___ Extract provided
'THERE'S a certain kind of guest, often agoraphobic, who becomes infatuated with one item of food - a bun, milk, a lump of butter - and ends up practically sobbing: 'You must tell us where you got it', expecting the answer to be a cow in the forest with whom we're on Christian name terms. It's hard to break it to them that it came from Harvey Nichols on Friday afternoon.'

For commercials director Mike Russell Hills, like another 200,000 or so British second home-owners, the cottage crawling season is underway - and the cottage crawlers, the eager guests who are too sensible or poor to have a cottage of their own, are at large in the motorway tailbacks, hungry for a game of rural idylls in the sunshine, plenty of food and atmos and not too many walks.

Like chicken vindaloo, chop suey and the ploughman's lunch, the country cottage experience is a tempting feast of bogus authenticity, strongly emotive, redolent of another place, another time, but actually something which never existed in the first place.
______
___ Listing
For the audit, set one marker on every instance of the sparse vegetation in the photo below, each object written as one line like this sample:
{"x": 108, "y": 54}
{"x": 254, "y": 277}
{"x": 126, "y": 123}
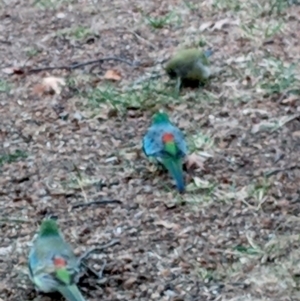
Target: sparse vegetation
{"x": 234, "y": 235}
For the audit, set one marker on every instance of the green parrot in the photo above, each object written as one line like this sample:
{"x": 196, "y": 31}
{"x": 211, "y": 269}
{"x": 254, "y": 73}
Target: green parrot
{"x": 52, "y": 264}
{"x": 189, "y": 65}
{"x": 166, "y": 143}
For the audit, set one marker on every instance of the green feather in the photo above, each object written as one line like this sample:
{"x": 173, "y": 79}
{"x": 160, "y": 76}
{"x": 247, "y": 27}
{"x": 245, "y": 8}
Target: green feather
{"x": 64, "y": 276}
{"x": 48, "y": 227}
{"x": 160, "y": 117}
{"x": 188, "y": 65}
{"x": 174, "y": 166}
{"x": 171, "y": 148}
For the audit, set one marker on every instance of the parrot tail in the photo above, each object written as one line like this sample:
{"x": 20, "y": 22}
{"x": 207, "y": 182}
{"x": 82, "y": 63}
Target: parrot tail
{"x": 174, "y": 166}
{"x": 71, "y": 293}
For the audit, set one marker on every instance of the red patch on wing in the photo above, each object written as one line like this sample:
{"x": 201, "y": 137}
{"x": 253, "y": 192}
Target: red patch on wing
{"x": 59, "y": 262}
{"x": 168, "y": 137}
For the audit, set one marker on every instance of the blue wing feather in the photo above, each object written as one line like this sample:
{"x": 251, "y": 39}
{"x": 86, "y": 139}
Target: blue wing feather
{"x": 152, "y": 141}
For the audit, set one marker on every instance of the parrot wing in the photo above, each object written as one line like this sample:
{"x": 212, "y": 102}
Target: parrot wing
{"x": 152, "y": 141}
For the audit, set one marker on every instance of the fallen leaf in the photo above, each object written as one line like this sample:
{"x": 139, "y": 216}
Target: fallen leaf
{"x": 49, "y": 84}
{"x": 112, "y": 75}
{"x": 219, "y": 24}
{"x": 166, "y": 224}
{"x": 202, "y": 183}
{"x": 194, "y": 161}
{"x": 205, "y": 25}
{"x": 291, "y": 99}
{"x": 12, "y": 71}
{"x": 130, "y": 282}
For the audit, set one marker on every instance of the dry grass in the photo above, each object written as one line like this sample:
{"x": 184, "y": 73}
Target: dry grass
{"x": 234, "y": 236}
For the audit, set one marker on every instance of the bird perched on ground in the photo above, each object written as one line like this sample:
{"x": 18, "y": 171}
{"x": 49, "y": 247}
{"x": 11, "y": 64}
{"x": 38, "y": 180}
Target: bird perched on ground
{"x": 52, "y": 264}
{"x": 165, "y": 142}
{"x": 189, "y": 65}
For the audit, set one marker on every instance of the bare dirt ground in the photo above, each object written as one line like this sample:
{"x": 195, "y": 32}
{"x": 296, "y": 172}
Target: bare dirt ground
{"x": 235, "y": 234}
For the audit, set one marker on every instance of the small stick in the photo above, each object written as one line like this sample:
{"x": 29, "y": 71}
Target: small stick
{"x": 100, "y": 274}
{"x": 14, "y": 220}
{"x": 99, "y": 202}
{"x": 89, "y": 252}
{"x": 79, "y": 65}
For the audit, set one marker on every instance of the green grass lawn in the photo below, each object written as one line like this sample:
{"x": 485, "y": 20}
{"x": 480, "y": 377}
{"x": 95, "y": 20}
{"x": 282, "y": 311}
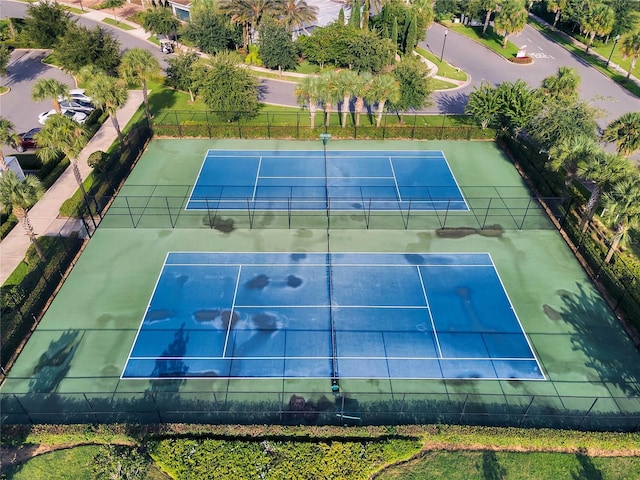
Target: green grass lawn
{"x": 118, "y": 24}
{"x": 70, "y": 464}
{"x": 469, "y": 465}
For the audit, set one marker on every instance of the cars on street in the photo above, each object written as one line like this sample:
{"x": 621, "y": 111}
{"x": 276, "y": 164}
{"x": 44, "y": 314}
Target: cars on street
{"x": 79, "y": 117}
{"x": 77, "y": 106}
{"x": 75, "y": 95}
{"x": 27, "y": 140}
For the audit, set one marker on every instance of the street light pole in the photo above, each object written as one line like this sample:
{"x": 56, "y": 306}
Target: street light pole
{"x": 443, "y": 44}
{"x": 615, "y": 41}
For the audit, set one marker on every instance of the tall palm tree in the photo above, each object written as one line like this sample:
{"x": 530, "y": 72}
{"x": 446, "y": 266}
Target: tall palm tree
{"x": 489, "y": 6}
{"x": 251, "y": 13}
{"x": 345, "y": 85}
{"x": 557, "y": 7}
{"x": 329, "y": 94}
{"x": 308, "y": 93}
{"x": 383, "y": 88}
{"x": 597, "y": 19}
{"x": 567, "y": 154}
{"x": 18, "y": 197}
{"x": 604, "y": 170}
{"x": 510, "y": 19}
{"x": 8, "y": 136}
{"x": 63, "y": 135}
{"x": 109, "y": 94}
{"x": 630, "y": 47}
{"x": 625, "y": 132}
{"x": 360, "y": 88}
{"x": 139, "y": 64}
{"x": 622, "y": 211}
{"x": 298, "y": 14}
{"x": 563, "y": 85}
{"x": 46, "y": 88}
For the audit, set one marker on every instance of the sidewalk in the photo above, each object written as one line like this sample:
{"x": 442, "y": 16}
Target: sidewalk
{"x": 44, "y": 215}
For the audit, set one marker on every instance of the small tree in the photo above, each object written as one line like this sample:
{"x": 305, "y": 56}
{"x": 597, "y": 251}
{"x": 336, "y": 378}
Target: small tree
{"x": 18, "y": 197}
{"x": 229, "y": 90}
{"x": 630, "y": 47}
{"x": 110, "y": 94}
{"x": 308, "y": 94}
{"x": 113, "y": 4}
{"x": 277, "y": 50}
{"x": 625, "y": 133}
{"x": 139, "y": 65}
______
___ Listing
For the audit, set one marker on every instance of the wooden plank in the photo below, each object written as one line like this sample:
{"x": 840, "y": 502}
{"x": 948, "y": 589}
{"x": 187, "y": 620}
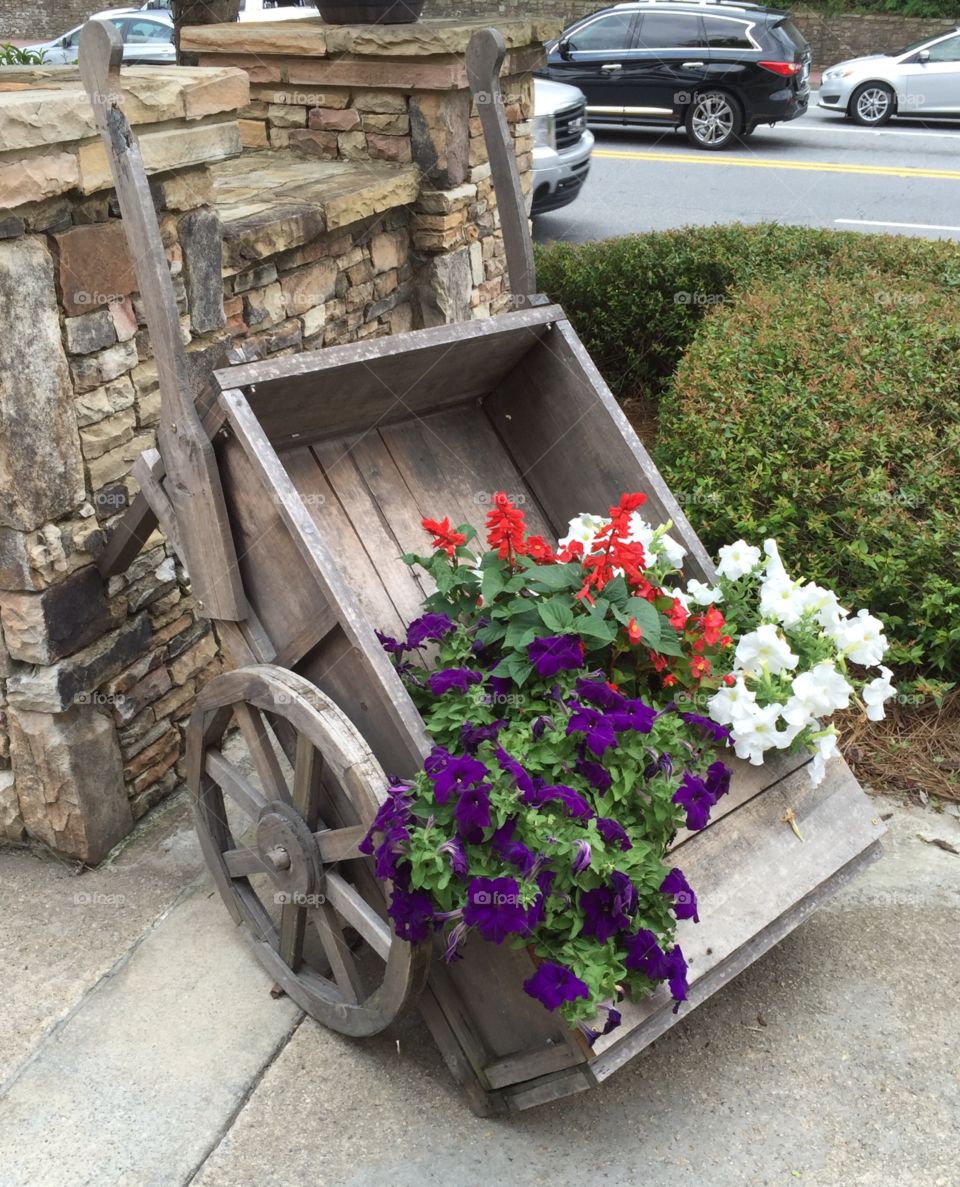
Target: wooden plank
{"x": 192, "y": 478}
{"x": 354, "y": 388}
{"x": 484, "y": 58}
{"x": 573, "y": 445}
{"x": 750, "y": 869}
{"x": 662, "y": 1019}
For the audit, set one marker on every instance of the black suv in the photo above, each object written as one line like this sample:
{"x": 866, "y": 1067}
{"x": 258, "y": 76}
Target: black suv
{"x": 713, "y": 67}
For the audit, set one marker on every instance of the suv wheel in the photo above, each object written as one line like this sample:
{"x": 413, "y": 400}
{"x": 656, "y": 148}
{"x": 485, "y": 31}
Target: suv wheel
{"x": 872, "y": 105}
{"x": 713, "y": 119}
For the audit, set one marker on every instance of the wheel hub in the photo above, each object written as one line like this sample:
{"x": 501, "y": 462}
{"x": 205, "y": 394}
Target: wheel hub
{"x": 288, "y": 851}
______
_The request_
Retype the passage about country cottage guests word for word, starting at "Like chicken vindaloo, chop" and ending at "the first place.". The records were taken from a different source than the text.

_The response_
Like chicken vindaloo, chop suey and the ploughman's lunch, the country cottage experience is a tempting feast of bogus authenticity, strongly emotive, redolent of another place, another time, but actually something which never existed in the first place.